[Begin Data section]

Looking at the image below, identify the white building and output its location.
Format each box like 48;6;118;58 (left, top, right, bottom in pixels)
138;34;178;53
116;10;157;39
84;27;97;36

[End Data section]

Your instructions:
Lay out the data above as a two-column CSV with the columns instruction and output, one row per item, putting its text and its answer each in a single quoted field with line breaks replaced by spaces.

Response:
instruction,output
"Looking at the image below, identify the white building and output its location. Format each box like 48;6;118;58 (left, top, right, bottom in pixels)","138;34;178;53 116;10;157;39 84;27;97;36"